WHAT THE TASK ASKS
Which lines in the rows below contain the string "image"? Extract each of them in full.

— start RECORD LIST —

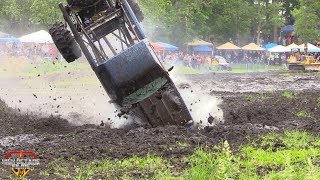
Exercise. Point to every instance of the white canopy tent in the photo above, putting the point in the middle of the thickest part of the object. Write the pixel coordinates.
(311, 48)
(41, 36)
(279, 49)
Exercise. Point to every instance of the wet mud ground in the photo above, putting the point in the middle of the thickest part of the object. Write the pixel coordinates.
(252, 104)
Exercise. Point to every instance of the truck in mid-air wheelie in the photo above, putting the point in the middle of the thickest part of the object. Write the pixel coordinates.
(133, 76)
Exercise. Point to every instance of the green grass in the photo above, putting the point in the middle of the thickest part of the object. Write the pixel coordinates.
(290, 155)
(136, 167)
(289, 95)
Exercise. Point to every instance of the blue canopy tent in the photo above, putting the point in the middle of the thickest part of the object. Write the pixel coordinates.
(168, 47)
(202, 49)
(269, 45)
(9, 39)
(287, 29)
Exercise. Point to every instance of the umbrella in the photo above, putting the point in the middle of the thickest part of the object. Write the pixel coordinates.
(200, 42)
(202, 48)
(287, 29)
(156, 46)
(37, 37)
(228, 46)
(252, 47)
(269, 45)
(311, 48)
(293, 46)
(279, 49)
(168, 47)
(2, 34)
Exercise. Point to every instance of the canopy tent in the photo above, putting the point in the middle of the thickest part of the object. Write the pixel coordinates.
(199, 42)
(269, 45)
(156, 46)
(41, 36)
(202, 49)
(293, 46)
(4, 35)
(311, 48)
(287, 29)
(228, 46)
(279, 49)
(252, 47)
(168, 47)
(9, 39)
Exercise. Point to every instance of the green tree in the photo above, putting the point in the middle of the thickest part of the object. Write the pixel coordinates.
(307, 19)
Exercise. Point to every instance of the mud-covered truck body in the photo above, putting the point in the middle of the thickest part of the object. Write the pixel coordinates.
(132, 75)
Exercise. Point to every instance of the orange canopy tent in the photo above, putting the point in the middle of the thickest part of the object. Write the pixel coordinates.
(156, 46)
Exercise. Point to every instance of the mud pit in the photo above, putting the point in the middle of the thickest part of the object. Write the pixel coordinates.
(252, 104)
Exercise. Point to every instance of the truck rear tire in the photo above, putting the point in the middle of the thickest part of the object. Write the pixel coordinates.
(65, 42)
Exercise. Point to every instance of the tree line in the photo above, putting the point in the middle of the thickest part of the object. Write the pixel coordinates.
(180, 21)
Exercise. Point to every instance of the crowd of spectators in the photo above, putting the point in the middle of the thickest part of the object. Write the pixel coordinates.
(29, 51)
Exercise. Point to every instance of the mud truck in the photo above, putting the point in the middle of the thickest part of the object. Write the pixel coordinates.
(133, 76)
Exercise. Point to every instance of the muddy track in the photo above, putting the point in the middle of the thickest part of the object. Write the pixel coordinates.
(247, 116)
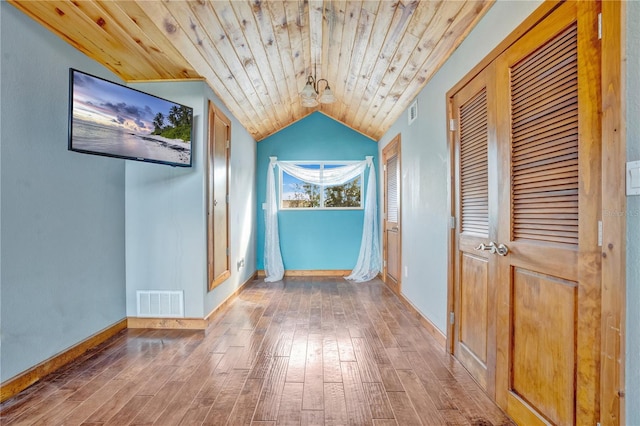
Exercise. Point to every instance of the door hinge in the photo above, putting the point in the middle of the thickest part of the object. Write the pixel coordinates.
(599, 233)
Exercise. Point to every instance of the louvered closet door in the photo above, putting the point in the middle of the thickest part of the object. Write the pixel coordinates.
(549, 295)
(392, 235)
(474, 294)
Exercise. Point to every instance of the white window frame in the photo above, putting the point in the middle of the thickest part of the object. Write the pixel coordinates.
(322, 187)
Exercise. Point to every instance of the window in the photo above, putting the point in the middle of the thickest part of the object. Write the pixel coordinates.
(298, 194)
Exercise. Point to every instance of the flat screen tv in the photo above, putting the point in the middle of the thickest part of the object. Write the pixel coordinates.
(110, 119)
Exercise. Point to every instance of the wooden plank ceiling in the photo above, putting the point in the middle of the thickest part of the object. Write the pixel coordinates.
(256, 55)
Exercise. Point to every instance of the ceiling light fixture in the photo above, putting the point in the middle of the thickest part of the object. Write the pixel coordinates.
(311, 96)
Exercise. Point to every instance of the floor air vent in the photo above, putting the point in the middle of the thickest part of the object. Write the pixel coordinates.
(160, 304)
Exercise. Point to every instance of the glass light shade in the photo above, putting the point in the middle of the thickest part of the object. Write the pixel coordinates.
(308, 92)
(309, 102)
(327, 97)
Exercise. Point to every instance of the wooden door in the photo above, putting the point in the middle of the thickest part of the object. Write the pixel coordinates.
(548, 131)
(474, 268)
(392, 235)
(218, 263)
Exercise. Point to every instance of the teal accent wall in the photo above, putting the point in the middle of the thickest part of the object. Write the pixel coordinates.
(315, 239)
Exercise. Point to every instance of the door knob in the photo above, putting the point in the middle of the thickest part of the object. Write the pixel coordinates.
(502, 250)
(491, 247)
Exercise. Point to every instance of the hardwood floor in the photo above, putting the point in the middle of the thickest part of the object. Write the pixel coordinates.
(305, 351)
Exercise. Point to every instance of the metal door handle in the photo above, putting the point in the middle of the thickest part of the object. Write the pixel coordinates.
(491, 248)
(502, 250)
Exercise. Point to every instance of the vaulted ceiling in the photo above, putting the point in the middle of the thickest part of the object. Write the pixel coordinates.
(256, 55)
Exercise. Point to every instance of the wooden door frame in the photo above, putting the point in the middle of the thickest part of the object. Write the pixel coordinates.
(613, 267)
(215, 114)
(393, 146)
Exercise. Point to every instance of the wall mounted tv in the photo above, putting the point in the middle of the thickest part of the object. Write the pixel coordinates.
(110, 119)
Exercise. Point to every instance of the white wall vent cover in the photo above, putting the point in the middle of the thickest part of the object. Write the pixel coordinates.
(412, 112)
(160, 304)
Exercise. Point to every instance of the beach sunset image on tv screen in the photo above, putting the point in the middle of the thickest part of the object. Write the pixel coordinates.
(114, 120)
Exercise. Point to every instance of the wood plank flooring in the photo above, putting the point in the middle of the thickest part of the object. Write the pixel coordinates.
(305, 351)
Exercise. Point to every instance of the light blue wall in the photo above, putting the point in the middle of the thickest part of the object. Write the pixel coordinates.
(62, 231)
(424, 159)
(321, 239)
(633, 218)
(166, 234)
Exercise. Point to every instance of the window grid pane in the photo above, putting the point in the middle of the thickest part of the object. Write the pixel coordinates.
(297, 194)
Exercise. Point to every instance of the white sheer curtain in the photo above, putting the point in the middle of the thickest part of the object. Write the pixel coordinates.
(273, 266)
(368, 264)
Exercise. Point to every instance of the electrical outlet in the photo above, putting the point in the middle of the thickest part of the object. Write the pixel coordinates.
(633, 178)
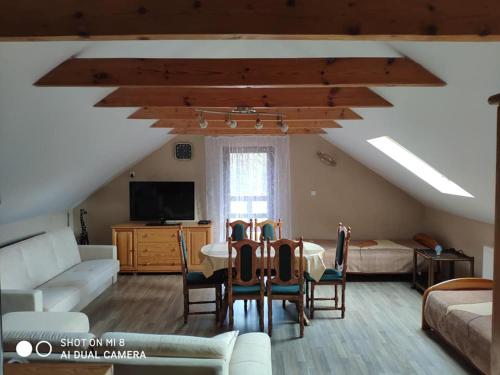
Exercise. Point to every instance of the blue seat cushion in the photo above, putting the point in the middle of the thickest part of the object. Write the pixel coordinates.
(268, 232)
(238, 232)
(330, 274)
(285, 289)
(198, 278)
(246, 289)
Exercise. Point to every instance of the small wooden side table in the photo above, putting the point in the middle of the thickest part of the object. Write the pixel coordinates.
(450, 256)
(47, 368)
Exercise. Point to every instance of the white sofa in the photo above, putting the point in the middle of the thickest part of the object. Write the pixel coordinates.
(50, 272)
(224, 354)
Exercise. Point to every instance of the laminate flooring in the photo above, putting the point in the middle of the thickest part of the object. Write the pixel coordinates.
(380, 335)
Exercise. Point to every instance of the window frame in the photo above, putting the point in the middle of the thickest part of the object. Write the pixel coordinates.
(226, 171)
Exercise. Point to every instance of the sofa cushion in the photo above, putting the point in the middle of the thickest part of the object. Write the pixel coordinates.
(30, 263)
(66, 290)
(251, 355)
(218, 347)
(65, 248)
(13, 270)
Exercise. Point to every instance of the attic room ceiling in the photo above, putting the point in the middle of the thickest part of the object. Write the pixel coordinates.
(78, 147)
(244, 85)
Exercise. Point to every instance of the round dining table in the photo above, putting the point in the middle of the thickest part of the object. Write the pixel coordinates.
(216, 255)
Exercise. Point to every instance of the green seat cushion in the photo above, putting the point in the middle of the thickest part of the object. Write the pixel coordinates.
(330, 274)
(198, 278)
(285, 289)
(268, 232)
(238, 233)
(246, 289)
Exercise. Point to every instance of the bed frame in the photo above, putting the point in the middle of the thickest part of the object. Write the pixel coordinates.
(466, 283)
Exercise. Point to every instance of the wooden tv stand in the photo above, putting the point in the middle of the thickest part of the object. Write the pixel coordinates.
(149, 248)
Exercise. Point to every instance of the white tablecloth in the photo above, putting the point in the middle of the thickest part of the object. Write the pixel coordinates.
(215, 258)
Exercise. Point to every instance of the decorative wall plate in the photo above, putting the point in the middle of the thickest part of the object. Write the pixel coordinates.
(183, 151)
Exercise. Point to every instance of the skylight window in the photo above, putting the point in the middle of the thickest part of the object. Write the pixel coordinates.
(417, 166)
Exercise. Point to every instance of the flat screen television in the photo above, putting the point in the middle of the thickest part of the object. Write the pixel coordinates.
(161, 201)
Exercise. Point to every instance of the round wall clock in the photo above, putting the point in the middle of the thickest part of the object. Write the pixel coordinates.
(183, 151)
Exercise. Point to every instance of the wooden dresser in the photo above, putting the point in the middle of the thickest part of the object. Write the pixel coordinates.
(143, 248)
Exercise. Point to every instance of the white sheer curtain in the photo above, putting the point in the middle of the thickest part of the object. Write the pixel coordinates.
(247, 178)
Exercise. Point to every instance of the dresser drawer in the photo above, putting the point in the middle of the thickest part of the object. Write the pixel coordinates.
(166, 250)
(157, 235)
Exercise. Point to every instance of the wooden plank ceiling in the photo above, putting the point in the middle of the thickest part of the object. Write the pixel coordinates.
(240, 72)
(286, 96)
(236, 19)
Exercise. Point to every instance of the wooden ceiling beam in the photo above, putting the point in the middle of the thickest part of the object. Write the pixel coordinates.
(255, 19)
(247, 97)
(290, 72)
(245, 124)
(290, 114)
(235, 132)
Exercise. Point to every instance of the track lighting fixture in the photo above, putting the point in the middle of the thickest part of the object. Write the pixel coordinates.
(231, 123)
(284, 127)
(243, 111)
(203, 122)
(259, 124)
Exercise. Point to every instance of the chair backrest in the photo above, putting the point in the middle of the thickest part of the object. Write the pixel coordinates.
(183, 249)
(268, 229)
(343, 238)
(248, 261)
(239, 229)
(289, 268)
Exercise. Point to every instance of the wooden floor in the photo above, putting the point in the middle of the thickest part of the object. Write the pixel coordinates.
(380, 334)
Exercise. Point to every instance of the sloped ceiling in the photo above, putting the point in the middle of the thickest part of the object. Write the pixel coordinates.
(56, 148)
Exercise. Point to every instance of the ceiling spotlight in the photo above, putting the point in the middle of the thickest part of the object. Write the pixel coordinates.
(283, 126)
(259, 124)
(203, 122)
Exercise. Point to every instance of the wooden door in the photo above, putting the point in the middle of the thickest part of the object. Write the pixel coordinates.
(196, 239)
(123, 239)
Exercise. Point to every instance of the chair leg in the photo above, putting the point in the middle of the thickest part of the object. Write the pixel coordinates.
(336, 297)
(307, 294)
(312, 301)
(231, 313)
(301, 317)
(260, 305)
(186, 304)
(218, 298)
(343, 301)
(269, 316)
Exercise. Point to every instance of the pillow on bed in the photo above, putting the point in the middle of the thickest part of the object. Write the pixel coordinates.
(427, 241)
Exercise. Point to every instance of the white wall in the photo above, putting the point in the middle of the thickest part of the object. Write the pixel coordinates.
(20, 229)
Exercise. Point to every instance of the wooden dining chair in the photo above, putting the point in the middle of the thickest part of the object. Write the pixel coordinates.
(286, 283)
(246, 282)
(196, 280)
(269, 229)
(239, 229)
(335, 276)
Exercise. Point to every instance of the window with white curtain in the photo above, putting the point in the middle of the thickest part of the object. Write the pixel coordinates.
(249, 182)
(247, 178)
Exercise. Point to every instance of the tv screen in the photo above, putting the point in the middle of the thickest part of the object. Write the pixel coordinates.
(161, 201)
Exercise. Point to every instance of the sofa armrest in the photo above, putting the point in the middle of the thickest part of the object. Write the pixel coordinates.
(21, 300)
(91, 252)
(46, 321)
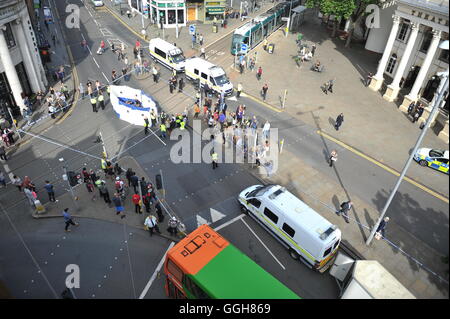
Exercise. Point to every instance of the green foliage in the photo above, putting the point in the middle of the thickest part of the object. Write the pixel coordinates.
(341, 8)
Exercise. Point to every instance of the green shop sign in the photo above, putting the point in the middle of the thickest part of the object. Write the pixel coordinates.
(215, 10)
(168, 5)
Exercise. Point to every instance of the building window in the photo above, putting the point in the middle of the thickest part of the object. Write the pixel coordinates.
(9, 37)
(403, 31)
(444, 56)
(426, 42)
(392, 63)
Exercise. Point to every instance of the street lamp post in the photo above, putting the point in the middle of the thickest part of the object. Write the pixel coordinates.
(440, 94)
(68, 182)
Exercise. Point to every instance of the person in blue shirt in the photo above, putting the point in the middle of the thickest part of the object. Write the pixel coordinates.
(50, 191)
(68, 219)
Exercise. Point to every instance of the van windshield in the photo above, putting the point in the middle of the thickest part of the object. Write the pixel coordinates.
(259, 191)
(178, 58)
(221, 80)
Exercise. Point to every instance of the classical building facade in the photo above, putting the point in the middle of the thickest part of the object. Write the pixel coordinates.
(409, 36)
(21, 70)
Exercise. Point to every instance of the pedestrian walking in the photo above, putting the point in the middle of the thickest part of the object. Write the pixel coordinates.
(345, 207)
(2, 179)
(172, 226)
(50, 191)
(118, 205)
(180, 85)
(104, 192)
(158, 210)
(215, 159)
(94, 104)
(264, 91)
(382, 227)
(101, 100)
(339, 121)
(202, 53)
(163, 130)
(155, 74)
(17, 181)
(3, 153)
(136, 199)
(333, 157)
(68, 219)
(239, 90)
(330, 86)
(152, 224)
(369, 78)
(171, 86)
(146, 125)
(259, 73)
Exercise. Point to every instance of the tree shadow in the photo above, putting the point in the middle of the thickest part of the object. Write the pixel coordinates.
(420, 231)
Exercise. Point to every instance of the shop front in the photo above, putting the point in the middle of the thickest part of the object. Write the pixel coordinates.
(214, 11)
(168, 13)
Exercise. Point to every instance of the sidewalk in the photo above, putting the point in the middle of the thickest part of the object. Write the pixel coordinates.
(98, 209)
(371, 125)
(184, 38)
(325, 197)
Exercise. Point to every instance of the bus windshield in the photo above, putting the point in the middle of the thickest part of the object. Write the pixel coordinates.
(178, 58)
(221, 80)
(237, 40)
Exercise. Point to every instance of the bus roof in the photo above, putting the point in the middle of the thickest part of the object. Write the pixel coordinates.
(297, 211)
(187, 255)
(233, 275)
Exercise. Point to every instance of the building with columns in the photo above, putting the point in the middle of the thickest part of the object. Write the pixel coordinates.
(21, 69)
(408, 38)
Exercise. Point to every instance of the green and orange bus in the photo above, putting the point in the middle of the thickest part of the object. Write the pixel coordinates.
(205, 265)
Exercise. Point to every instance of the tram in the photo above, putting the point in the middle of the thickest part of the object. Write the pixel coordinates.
(260, 27)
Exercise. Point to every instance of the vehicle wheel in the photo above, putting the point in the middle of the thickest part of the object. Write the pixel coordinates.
(293, 254)
(423, 163)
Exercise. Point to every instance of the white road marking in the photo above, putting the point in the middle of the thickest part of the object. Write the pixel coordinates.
(284, 268)
(158, 268)
(229, 222)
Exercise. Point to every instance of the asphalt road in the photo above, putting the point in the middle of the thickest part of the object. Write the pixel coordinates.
(195, 192)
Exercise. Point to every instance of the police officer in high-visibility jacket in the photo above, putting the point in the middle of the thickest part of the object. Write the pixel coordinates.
(163, 129)
(215, 159)
(101, 100)
(104, 165)
(146, 125)
(94, 104)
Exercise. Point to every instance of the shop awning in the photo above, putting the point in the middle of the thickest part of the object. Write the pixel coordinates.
(215, 10)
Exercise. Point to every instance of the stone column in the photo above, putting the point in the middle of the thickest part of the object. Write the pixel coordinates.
(393, 89)
(413, 95)
(26, 57)
(378, 79)
(10, 71)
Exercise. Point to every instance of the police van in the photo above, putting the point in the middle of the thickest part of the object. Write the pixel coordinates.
(306, 234)
(167, 54)
(198, 69)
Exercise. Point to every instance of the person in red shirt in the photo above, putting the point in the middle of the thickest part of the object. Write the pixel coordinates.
(136, 199)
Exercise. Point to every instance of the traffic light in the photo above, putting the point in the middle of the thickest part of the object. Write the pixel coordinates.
(73, 178)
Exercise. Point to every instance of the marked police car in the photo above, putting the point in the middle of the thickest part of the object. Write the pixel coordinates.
(436, 159)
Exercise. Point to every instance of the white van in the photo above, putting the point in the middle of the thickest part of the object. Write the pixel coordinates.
(167, 54)
(293, 223)
(208, 73)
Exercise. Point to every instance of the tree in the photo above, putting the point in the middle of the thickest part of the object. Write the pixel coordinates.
(353, 10)
(340, 9)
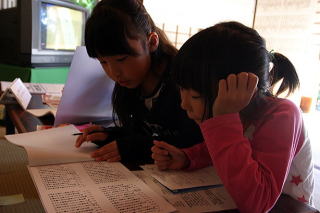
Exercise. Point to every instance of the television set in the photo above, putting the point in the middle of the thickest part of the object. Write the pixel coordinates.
(41, 33)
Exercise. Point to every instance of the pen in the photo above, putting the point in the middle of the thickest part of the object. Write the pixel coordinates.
(81, 133)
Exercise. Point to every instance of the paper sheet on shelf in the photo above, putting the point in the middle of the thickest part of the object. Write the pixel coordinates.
(95, 187)
(52, 146)
(208, 200)
(42, 112)
(176, 180)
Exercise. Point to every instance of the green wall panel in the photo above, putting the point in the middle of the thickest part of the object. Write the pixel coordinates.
(57, 75)
(9, 73)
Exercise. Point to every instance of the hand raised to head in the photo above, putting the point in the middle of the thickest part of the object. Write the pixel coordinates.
(235, 93)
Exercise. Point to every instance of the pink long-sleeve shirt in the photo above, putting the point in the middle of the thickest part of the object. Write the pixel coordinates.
(271, 156)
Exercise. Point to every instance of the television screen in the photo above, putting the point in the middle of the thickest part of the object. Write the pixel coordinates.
(61, 27)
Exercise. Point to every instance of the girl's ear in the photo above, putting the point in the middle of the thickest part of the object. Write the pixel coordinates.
(153, 41)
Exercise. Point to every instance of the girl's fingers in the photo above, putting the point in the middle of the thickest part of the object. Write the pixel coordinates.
(232, 83)
(252, 81)
(162, 165)
(157, 150)
(159, 157)
(222, 88)
(165, 146)
(99, 136)
(109, 148)
(242, 79)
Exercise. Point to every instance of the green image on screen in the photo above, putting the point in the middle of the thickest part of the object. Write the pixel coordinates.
(61, 27)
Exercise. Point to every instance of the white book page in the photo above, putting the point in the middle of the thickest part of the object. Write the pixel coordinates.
(43, 112)
(208, 200)
(51, 146)
(38, 88)
(20, 92)
(95, 187)
(179, 180)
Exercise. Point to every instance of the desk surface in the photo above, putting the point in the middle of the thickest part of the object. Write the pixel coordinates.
(14, 161)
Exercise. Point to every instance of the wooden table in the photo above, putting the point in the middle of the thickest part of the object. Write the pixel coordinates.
(26, 122)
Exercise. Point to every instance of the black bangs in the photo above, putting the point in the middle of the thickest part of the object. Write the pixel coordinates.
(107, 32)
(192, 68)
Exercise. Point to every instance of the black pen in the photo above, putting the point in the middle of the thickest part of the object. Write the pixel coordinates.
(81, 133)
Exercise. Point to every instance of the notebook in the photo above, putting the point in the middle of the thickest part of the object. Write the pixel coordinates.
(86, 96)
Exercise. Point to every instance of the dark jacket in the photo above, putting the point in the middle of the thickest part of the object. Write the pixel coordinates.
(165, 121)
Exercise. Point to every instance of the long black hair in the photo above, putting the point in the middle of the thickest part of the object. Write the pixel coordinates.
(107, 31)
(230, 48)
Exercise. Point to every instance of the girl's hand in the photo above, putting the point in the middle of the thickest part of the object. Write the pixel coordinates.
(235, 93)
(167, 156)
(89, 136)
(108, 152)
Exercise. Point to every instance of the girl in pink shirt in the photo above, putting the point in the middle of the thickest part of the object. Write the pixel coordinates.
(256, 141)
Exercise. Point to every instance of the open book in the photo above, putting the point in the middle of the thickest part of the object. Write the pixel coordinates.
(183, 181)
(84, 185)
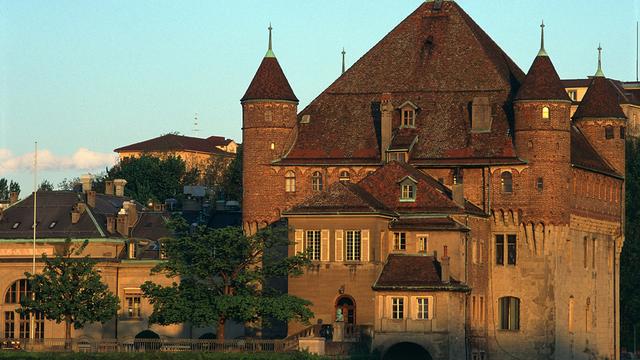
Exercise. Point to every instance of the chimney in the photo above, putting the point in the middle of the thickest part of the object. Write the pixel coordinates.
(108, 187)
(386, 127)
(85, 180)
(91, 198)
(121, 223)
(111, 224)
(119, 186)
(13, 197)
(444, 267)
(457, 193)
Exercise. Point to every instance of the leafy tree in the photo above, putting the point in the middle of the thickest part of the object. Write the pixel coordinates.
(223, 276)
(153, 178)
(14, 187)
(45, 185)
(70, 290)
(630, 257)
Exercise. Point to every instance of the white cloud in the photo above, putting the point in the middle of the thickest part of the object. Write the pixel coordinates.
(81, 159)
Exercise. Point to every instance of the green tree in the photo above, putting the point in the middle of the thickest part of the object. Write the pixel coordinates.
(70, 290)
(45, 185)
(152, 178)
(223, 276)
(630, 257)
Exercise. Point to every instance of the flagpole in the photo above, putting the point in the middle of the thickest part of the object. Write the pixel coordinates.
(32, 332)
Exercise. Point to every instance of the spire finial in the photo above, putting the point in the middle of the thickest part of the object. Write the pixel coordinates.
(270, 50)
(599, 72)
(542, 51)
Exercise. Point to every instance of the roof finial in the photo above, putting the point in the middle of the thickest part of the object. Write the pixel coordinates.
(599, 72)
(542, 51)
(270, 50)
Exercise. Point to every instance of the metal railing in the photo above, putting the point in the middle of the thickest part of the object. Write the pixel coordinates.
(143, 345)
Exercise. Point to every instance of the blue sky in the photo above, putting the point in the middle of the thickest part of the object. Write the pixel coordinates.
(85, 77)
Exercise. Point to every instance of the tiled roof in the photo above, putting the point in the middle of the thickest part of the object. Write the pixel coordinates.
(443, 52)
(542, 82)
(172, 142)
(602, 100)
(413, 272)
(585, 156)
(269, 83)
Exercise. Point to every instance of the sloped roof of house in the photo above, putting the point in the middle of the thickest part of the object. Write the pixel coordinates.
(602, 100)
(446, 61)
(173, 142)
(542, 82)
(414, 272)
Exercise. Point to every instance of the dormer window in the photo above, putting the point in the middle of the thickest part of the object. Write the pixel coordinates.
(408, 189)
(408, 112)
(545, 112)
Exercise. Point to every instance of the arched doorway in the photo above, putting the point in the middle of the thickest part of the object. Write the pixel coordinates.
(348, 306)
(406, 350)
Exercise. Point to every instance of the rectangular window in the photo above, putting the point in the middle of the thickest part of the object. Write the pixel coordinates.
(9, 324)
(511, 249)
(423, 243)
(132, 302)
(423, 308)
(400, 241)
(397, 308)
(353, 245)
(499, 249)
(313, 244)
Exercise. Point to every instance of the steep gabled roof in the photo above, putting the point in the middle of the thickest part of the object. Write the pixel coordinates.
(437, 59)
(269, 83)
(542, 82)
(173, 142)
(602, 100)
(583, 155)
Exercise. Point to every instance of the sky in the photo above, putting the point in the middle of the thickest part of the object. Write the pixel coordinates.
(85, 77)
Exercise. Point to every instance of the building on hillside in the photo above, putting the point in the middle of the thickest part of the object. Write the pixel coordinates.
(124, 238)
(449, 201)
(197, 153)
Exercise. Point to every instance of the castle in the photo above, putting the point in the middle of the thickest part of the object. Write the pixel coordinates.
(448, 200)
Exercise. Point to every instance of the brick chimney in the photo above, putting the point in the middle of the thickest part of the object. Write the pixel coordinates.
(457, 193)
(13, 197)
(386, 124)
(91, 198)
(119, 186)
(85, 180)
(108, 187)
(445, 267)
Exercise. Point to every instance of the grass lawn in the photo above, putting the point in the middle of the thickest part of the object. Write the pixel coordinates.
(158, 355)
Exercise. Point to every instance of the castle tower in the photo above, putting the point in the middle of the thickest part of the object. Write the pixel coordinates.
(543, 139)
(269, 109)
(601, 119)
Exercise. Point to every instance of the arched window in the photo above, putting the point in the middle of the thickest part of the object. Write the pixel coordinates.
(545, 112)
(290, 181)
(316, 181)
(509, 311)
(506, 182)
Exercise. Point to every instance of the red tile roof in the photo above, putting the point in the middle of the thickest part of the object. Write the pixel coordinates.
(413, 272)
(542, 82)
(269, 83)
(583, 155)
(172, 142)
(442, 52)
(602, 100)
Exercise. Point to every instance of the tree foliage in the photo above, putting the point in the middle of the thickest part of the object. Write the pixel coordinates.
(630, 257)
(70, 290)
(223, 276)
(153, 178)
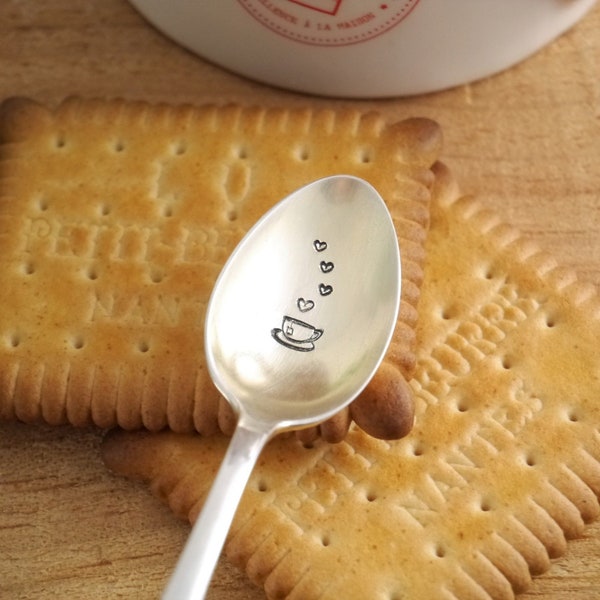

— end RECORD LIST —

TASK ANSWER
Exercise. Point to every instance of the beach sunset image on tv screen in the photo above, putting the point in the middle of the thickest part of the object. Write the pixel coordinates.
Exercise. Point to every instance of the green image on screen in the photo above, putting the point in the middle of the thickest part of the object. Write the pixel coordinates.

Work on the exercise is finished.